Full-Court Press

Photos 4, 5, and 6 by Cassie McNulty and Seong-Hee Yoon. All others by Leisa Thompson Photography

Feranmi Okanlami (M.D. 2011) played basketball with his 7-year-old son recently. Just a small, sweet moment between a father and son — or that's what it would have been, if it weren't something so much bigger.

Okanlami, paralyzed from the chest down during a 2013 pool accident, has regained some mobility and function since then, but still uses a wheelchair most of the time. So sharing some moments on the court with his son was particularly meaningful to him. "My son said, 'Dad, now we can play together,'" Okanlami recalls.

That moment reminded Okanlami of why it is so important to him to try to get an adaptive sports program started at the university.

While he is pushing for the creation of an adaptive sports program for U-M students, Michigan Medicine already has a competitive wheelchair basketball team for kids. The Michigan Rollverines, run by the U-M Adaptive and Inclusive Sports Experience (UMAISE), a joint effort of the Department of Physical Medicine and Rehabilitation and the Department of Family Medicine, competed in its first tournament earlier this year. The team received new sports wheelchairs in 2018, thanks to support from Dance Marathon, a nonprofit led by U-M undergraduates.

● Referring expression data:
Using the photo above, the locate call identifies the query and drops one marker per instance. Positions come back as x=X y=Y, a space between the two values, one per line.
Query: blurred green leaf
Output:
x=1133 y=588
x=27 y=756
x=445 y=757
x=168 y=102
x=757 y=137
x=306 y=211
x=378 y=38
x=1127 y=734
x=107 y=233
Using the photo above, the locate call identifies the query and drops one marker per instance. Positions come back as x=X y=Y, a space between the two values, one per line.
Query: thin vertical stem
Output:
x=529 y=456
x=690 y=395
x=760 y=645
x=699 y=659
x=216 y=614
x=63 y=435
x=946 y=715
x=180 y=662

* * *

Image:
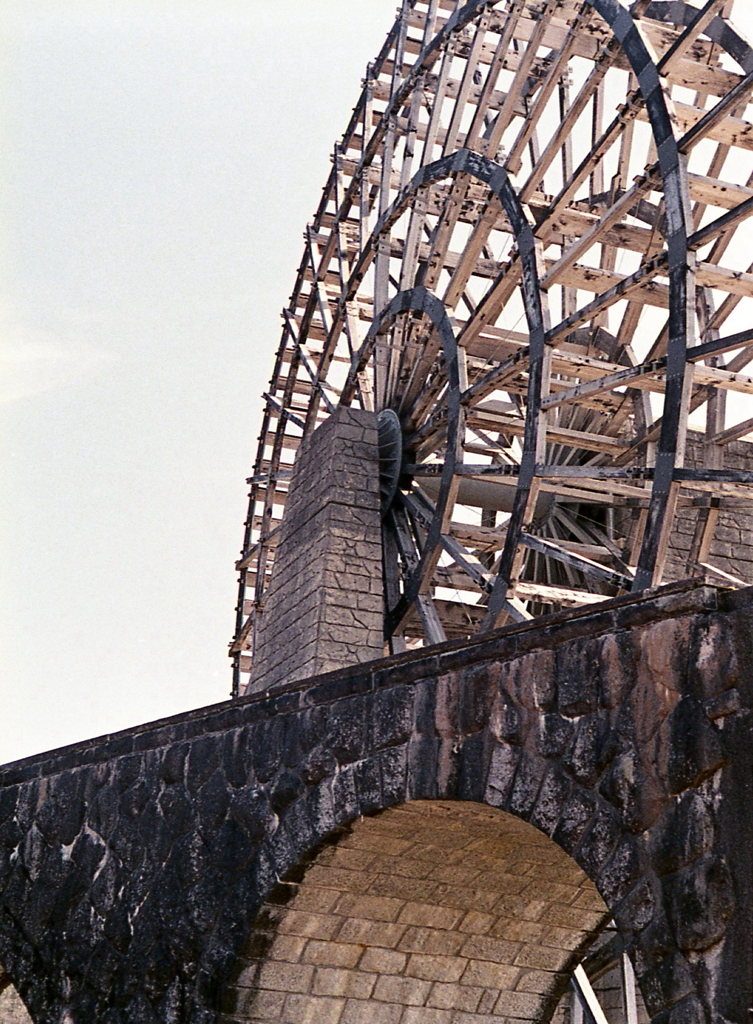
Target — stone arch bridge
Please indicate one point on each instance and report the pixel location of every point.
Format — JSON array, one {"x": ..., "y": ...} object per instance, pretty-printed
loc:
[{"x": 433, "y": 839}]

● Work to complete:
a) In the wheelchair basketball article, which group provided support for the team's new sports wheelchairs in 2018?
b) Reproduce the stretch of the wheelchair basketball article from "Photos 4, 5, and" through "so much bigger.".

● Exercise results:
a) Dance Marathon, a nonprofit led by U-M undergraduates.

b)
Photos 4, 5, and 6 by Cassie McNulty and Seong-Hee Yoon. All others by Leisa Thompson Photography

Feranmi Okanlami (M.D. 2011) played basketball with his 7-year-old son recently. Just a small, sweet moment between a father and son — or that's what it would have been, if it weren't something so much bigger.